_AIM_.
Copy out word for word everything from the line containing "of the ornate" down through the end of the entries.

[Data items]
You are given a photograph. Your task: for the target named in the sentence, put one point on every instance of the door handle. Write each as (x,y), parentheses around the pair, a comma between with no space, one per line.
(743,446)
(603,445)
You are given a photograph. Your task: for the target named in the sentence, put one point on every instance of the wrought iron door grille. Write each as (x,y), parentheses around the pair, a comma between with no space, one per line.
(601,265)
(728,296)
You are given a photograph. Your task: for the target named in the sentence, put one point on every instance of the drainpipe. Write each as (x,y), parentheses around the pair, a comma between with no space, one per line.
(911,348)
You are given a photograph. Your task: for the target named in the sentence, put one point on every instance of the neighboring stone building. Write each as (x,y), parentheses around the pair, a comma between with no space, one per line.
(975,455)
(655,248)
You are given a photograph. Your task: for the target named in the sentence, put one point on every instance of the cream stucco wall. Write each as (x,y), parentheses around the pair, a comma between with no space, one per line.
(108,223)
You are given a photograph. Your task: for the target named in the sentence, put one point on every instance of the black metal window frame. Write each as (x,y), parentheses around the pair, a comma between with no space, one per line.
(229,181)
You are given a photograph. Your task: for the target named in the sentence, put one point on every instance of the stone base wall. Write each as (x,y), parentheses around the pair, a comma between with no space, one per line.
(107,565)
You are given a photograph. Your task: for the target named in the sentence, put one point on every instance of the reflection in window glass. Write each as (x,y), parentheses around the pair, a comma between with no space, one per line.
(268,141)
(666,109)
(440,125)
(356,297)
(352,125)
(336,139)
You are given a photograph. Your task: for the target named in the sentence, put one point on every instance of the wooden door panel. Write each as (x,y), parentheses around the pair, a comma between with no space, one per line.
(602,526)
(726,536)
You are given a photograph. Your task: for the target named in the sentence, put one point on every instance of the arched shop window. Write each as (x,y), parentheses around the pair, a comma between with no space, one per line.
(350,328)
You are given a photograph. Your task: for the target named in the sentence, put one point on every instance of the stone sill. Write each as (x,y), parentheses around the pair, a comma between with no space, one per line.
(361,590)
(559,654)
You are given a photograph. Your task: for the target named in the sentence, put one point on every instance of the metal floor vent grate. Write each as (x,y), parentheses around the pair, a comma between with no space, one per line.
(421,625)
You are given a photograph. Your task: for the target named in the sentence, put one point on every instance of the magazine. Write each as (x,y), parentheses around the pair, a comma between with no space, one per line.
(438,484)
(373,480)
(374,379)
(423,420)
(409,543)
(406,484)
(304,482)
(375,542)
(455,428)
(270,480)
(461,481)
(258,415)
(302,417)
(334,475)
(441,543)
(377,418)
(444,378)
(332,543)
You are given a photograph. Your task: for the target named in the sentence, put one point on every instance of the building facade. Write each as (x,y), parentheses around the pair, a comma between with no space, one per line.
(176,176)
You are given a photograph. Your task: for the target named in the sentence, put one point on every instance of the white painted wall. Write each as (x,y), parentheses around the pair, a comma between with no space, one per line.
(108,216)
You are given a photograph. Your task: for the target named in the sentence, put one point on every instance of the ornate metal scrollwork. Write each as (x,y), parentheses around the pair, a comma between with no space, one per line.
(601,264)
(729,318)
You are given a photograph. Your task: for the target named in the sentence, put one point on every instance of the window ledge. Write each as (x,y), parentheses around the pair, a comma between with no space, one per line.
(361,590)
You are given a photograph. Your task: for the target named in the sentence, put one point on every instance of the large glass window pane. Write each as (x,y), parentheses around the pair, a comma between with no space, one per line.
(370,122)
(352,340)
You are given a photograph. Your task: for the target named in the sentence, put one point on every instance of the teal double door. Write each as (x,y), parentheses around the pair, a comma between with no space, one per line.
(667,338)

_FINAL RESULT_.
You are given a photograph. Your task: for the target named in the sentence, put one point on every instance of the ornate metal scrollwork. Write each as (x,y), parentheses around the pair, a comma between with no space, one per line.
(601,264)
(729,318)
You are given a photograph. Your task: for the target named in the sentence, put one point on every instance of the window ledge. Write each as (x,y), parentheses around the pair, a comma between with no space, one per line.
(361,590)
You are given a photograph. Your task: for the target named in the sentence, put one point on every instance of the large glass window pane. Write each as (x,y), parentheses around the pair, a comma between with no space, one per line.
(370,122)
(352,340)
You are given a photograph. Your task: for the target named in the sentence, put one point on every instance of the teal double door. Write each as (x,y), parentheses around the pair, a comma between with no space, one per line.
(667,338)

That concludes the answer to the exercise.